— start Information shown —
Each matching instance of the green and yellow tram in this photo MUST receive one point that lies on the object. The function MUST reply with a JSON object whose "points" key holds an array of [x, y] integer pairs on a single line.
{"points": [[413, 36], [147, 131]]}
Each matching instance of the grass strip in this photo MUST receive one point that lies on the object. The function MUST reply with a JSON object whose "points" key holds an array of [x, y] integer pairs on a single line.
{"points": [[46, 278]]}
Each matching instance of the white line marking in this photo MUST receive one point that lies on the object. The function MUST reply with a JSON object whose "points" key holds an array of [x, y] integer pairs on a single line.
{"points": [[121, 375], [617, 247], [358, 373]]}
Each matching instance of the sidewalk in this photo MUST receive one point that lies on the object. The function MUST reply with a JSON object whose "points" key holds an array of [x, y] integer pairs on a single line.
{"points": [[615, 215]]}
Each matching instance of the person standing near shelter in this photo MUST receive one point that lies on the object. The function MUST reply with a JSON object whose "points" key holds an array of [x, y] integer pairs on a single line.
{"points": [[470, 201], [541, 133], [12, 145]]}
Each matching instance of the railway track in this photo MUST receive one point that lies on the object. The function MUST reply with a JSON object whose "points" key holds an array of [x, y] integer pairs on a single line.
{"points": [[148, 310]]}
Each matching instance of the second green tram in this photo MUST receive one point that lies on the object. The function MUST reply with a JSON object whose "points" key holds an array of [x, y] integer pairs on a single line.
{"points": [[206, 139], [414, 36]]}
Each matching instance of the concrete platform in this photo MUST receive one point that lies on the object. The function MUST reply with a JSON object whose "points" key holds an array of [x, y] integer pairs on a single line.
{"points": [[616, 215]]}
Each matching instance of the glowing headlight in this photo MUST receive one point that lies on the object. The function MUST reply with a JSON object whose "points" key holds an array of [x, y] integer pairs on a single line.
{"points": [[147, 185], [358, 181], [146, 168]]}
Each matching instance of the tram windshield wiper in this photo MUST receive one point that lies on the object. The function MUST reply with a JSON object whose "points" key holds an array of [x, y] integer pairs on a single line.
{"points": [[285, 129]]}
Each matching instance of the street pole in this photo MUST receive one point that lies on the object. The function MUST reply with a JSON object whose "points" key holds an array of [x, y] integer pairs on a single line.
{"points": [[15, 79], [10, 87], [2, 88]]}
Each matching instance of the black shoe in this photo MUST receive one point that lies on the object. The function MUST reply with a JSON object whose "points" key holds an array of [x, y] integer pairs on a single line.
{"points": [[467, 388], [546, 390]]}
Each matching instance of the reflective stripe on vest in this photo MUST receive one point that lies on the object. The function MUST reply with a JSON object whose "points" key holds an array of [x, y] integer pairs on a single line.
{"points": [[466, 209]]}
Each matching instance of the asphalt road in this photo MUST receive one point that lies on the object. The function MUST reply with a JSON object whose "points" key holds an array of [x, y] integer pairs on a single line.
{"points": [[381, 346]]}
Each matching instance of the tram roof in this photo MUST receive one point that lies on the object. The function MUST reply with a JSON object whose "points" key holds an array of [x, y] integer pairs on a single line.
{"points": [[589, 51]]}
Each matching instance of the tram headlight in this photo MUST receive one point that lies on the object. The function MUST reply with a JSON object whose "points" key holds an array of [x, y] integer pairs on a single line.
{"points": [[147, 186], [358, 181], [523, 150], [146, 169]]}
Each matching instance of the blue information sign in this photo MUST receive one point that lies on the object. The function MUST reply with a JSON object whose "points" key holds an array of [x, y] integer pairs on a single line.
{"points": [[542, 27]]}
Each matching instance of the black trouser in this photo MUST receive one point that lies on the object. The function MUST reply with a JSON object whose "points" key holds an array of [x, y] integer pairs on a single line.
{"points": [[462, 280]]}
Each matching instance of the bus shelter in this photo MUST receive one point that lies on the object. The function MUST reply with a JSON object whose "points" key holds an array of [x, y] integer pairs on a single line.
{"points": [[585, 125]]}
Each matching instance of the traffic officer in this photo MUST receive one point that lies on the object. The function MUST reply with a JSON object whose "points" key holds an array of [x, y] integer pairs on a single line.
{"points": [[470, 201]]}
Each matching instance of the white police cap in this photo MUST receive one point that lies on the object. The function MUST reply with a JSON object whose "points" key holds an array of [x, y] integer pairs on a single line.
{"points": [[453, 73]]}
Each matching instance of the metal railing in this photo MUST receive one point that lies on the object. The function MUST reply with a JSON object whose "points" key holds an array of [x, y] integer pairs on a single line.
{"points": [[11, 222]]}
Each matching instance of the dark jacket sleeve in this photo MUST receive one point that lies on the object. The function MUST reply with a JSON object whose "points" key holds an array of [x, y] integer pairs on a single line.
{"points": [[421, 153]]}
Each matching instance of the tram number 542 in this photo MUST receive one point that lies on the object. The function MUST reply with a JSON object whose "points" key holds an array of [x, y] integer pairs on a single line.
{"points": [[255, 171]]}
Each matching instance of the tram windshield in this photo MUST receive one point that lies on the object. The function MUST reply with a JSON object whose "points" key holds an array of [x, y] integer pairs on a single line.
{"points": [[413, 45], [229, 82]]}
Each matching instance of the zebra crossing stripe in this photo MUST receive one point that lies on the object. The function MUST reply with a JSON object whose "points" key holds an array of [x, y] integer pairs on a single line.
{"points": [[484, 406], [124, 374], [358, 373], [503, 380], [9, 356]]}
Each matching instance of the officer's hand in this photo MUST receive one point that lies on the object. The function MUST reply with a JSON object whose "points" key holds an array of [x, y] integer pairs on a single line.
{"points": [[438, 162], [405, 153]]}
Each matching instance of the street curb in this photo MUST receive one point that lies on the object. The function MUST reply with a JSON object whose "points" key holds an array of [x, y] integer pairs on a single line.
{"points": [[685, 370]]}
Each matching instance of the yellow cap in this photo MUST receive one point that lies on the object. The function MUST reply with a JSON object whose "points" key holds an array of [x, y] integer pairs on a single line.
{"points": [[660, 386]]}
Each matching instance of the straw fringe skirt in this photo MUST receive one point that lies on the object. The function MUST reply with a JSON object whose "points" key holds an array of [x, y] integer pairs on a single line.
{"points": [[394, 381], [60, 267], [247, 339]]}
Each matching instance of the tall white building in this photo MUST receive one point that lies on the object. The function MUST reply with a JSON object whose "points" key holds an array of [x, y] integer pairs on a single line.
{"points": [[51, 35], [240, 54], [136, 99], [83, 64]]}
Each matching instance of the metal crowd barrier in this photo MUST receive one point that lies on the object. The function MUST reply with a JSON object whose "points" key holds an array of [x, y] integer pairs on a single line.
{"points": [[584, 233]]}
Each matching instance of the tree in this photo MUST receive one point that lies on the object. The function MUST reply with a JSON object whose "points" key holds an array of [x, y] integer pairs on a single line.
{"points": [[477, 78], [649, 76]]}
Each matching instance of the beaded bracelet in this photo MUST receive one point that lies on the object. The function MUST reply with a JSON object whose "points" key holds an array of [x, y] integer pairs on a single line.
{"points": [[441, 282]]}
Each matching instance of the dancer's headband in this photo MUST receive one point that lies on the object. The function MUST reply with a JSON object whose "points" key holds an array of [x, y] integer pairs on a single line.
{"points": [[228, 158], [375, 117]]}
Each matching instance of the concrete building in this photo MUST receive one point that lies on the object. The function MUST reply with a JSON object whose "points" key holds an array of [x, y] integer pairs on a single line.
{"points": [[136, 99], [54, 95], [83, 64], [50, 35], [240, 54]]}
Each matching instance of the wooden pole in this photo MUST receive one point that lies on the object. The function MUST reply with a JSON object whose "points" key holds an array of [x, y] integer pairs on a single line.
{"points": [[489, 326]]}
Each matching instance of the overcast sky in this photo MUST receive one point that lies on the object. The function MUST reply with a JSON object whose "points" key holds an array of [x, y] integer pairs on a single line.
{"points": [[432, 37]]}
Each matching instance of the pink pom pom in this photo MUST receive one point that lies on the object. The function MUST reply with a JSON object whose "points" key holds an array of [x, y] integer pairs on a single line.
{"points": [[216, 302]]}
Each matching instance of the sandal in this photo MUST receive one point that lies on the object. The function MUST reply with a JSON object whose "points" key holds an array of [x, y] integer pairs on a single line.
— end Information shown —
Exactly and exclusively, repeat the lines from the line that contains "Each matching instance of the overcast" through the end of the records, both ends included.

## Result below
Each matching instance of the overcast sky in this photo MUST receive one point that lies on the object. The function MUST reply with a JSON object whose "points" key holds an array of [x, y] integer pairs on a single line.
{"points": [[432, 37]]}
Each matching instance of the pink pom pom in this photo MUST receive one point that lies on the object. The function MUST reply with a JSON object whose "points" key holds an array of [x, y] integer pairs on a single line.
{"points": [[216, 302]]}
Each matching instance of the sandal in this photo MUST receive one point that lies on the object. The function MUST reply with a JSON object whose "points" key holds an array of [x, y] integer pairs on a single line.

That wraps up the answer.